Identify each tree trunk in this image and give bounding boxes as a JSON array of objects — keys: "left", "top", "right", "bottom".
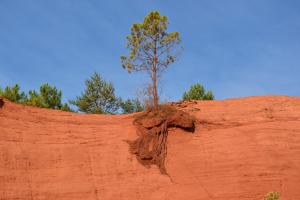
[{"left": 153, "top": 40, "right": 158, "bottom": 110}]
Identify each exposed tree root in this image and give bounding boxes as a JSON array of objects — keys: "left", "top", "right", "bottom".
[{"left": 128, "top": 105, "right": 195, "bottom": 174}]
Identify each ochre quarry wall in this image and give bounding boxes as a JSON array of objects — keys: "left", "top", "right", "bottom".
[{"left": 0, "top": 96, "right": 300, "bottom": 200}]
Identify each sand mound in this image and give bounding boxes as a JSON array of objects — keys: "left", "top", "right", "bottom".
[
  {"left": 128, "top": 106, "right": 195, "bottom": 174},
  {"left": 1, "top": 96, "right": 300, "bottom": 200}
]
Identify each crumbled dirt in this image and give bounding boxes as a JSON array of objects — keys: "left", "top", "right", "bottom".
[{"left": 128, "top": 105, "right": 195, "bottom": 174}]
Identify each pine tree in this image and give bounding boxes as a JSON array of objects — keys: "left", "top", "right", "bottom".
[
  {"left": 70, "top": 72, "right": 120, "bottom": 114},
  {"left": 121, "top": 11, "right": 181, "bottom": 109}
]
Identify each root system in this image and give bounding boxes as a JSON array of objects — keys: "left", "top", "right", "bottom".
[{"left": 128, "top": 105, "right": 195, "bottom": 174}]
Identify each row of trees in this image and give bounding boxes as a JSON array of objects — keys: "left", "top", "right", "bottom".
[
  {"left": 0, "top": 72, "right": 213, "bottom": 114},
  {"left": 0, "top": 83, "right": 72, "bottom": 111}
]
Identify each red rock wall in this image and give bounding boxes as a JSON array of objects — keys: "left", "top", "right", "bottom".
[{"left": 1, "top": 96, "right": 300, "bottom": 200}]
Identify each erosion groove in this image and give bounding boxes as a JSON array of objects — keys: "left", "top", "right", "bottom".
[{"left": 128, "top": 105, "right": 195, "bottom": 174}]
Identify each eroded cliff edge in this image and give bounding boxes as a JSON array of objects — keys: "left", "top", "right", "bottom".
[{"left": 1, "top": 95, "right": 300, "bottom": 200}]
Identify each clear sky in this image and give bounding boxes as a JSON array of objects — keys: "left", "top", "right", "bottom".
[{"left": 0, "top": 0, "right": 299, "bottom": 103}]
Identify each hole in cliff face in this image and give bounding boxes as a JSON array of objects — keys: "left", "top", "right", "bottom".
[
  {"left": 128, "top": 105, "right": 195, "bottom": 174},
  {"left": 0, "top": 97, "right": 4, "bottom": 108}
]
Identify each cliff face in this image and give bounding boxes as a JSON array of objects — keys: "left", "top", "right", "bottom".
[{"left": 0, "top": 96, "right": 300, "bottom": 200}]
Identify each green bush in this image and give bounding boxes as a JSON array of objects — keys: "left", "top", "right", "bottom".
[
  {"left": 120, "top": 98, "right": 144, "bottom": 114},
  {"left": 27, "top": 83, "right": 63, "bottom": 109},
  {"left": 39, "top": 83, "right": 62, "bottom": 109},
  {"left": 26, "top": 90, "right": 47, "bottom": 107},
  {"left": 182, "top": 83, "right": 214, "bottom": 100},
  {"left": 1, "top": 83, "right": 73, "bottom": 112},
  {"left": 61, "top": 103, "right": 73, "bottom": 112},
  {"left": 70, "top": 72, "right": 120, "bottom": 114},
  {"left": 264, "top": 192, "right": 280, "bottom": 200},
  {"left": 0, "top": 84, "right": 27, "bottom": 103}
]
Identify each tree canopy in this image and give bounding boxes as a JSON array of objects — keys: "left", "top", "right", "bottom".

* **Required work**
The records above are to be transcribed in full, with images omitted.

* **Answer to the exercise**
Identify each tree trunk in this image and give bounding boxes as a JSON array of objects — keys: "left", "top", "right", "bottom".
[{"left": 153, "top": 40, "right": 158, "bottom": 110}]
Identify each exposed tree root in this image and give bounding boxes as a JSON array of objects — keys: "left", "top", "right", "bottom".
[{"left": 128, "top": 105, "right": 195, "bottom": 174}]
Identify each ochre quarry wall in this image and give bounding boxes as a JSON array of objects — keys: "left", "top", "right", "bottom".
[{"left": 0, "top": 96, "right": 300, "bottom": 200}]
Identify each sand mound in this image and give bounding boxes as a JSON array of objects — keys: "left", "top", "right", "bottom".
[
  {"left": 128, "top": 106, "right": 195, "bottom": 174},
  {"left": 1, "top": 96, "right": 300, "bottom": 200}
]
Identify each crumbled dirt in this image and give bounding boxes as a JSON array of objects — keys: "left", "top", "right", "bottom".
[{"left": 128, "top": 105, "right": 195, "bottom": 174}]
Identify each pine tree in this image and give bounding boxes as a JSON array of objects — keys: "left", "top", "right", "bottom".
[
  {"left": 70, "top": 72, "right": 120, "bottom": 114},
  {"left": 121, "top": 11, "right": 181, "bottom": 109}
]
Identify each root system in this image and give bounding boxes as a JSON array of objects — keys: "left", "top", "right", "bottom".
[{"left": 128, "top": 105, "right": 195, "bottom": 174}]
Identify each row of trees in this image and give bounding boxes as a JSON array of objects — keys: "left", "top", "right", "bottom".
[
  {"left": 0, "top": 72, "right": 213, "bottom": 114},
  {"left": 0, "top": 83, "right": 72, "bottom": 111}
]
Identify each red rock wall in this image and give bounding boxes as a JSON array of objects — keys: "left", "top", "right", "bottom".
[{"left": 1, "top": 96, "right": 300, "bottom": 200}]
Identify each erosion groove in this image and give bounding boxes as a JSON array of objects — keys: "left", "top", "right", "bottom".
[{"left": 128, "top": 105, "right": 195, "bottom": 174}]
Identify each eroded cliff edge in this image and give bounding boxes as a JSON array of objects — keys: "left", "top", "right", "bottom".
[{"left": 1, "top": 95, "right": 300, "bottom": 200}]
Identify each clear sky in this image and give bounding boxes as a JSON array of objects — keys: "left", "top", "right", "bottom".
[{"left": 0, "top": 0, "right": 299, "bottom": 103}]
Identify each hole in cliff face in this image and give bounding boxes as a JSON array of objects — keys: "left", "top", "right", "bottom".
[
  {"left": 128, "top": 105, "right": 195, "bottom": 174},
  {"left": 0, "top": 97, "right": 4, "bottom": 108}
]
Identify each cliff face in this image and give bounding boxes as a JSON array of objects — keys: "left", "top", "right", "bottom".
[{"left": 0, "top": 96, "right": 300, "bottom": 200}]
Identify each green bush in this image and give bounding boxes as a JSON array of objects — keys: "left", "top", "right", "bottom".
[
  {"left": 120, "top": 98, "right": 144, "bottom": 114},
  {"left": 27, "top": 83, "right": 63, "bottom": 109},
  {"left": 39, "top": 83, "right": 62, "bottom": 109},
  {"left": 26, "top": 90, "right": 47, "bottom": 107},
  {"left": 182, "top": 83, "right": 214, "bottom": 100},
  {"left": 1, "top": 83, "right": 73, "bottom": 112},
  {"left": 61, "top": 103, "right": 73, "bottom": 112},
  {"left": 70, "top": 72, "right": 120, "bottom": 114},
  {"left": 264, "top": 192, "right": 280, "bottom": 200},
  {"left": 0, "top": 84, "right": 27, "bottom": 103}
]
Identify each tree canopy in this image and give bounding boxes as a JSON array of objects — keys: "left", "top", "right", "bottom".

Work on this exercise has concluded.